Can you edit the records below so that each "outline" reads "contour", with every other character left unchanged, and return all the lines?

-- Start Input records --

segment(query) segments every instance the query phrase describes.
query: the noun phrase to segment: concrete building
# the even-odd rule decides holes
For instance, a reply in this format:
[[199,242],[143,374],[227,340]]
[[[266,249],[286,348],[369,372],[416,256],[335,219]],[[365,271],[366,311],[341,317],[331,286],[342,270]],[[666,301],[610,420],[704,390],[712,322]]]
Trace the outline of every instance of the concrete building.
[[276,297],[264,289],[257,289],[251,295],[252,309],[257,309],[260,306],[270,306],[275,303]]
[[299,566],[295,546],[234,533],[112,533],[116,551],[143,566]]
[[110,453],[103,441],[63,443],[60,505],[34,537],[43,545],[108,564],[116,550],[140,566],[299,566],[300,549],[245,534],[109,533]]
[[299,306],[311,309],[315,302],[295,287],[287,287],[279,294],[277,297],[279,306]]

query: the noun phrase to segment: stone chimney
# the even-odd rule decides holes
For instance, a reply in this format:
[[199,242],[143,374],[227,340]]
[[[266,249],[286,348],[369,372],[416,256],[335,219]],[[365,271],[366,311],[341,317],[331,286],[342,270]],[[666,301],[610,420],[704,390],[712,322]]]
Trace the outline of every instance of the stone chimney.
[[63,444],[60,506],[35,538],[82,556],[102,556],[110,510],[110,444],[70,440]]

-- End Input records --

- _Task solution_
segment(query) segments every instance the query phrase describes.
query: the noun phrase to segment: concrete building
# the even-odd rule decides holes
For instance, a reply in this format:
[[199,242],[143,374],[227,340]]
[[[266,249],[286,348],[369,372],[416,256],[335,219]],[[365,271],[366,311],[341,317],[331,286],[342,270]],[[666,301],[610,420],[704,390],[712,322]]]
Trace the contour of every instance of the concrete building.
[[276,297],[264,289],[257,289],[251,295],[252,309],[257,309],[260,306],[270,306],[275,303]]
[[299,566],[295,546],[234,533],[112,533],[116,551],[143,566]]
[[110,453],[103,441],[63,443],[60,505],[34,537],[43,545],[108,564],[116,550],[140,566],[299,566],[300,549],[245,534],[109,533]]
[[299,306],[311,309],[315,302],[295,287],[287,287],[279,294],[277,297],[279,306]]

query: the noun phrase to segment: stone chimney
# the even-odd rule decides holes
For instance, a reply in this format:
[[199,242],[143,374],[227,340]]
[[[266,249],[286,348],[369,372],[416,256],[335,219]],[[365,271],[366,311],[341,317],[331,286],[342,270]],[[666,301],[610,420],[704,390],[712,322]]]
Trace the contour of every instance of the stone chimney.
[[63,444],[60,506],[35,538],[82,556],[102,556],[110,510],[110,444],[70,440]]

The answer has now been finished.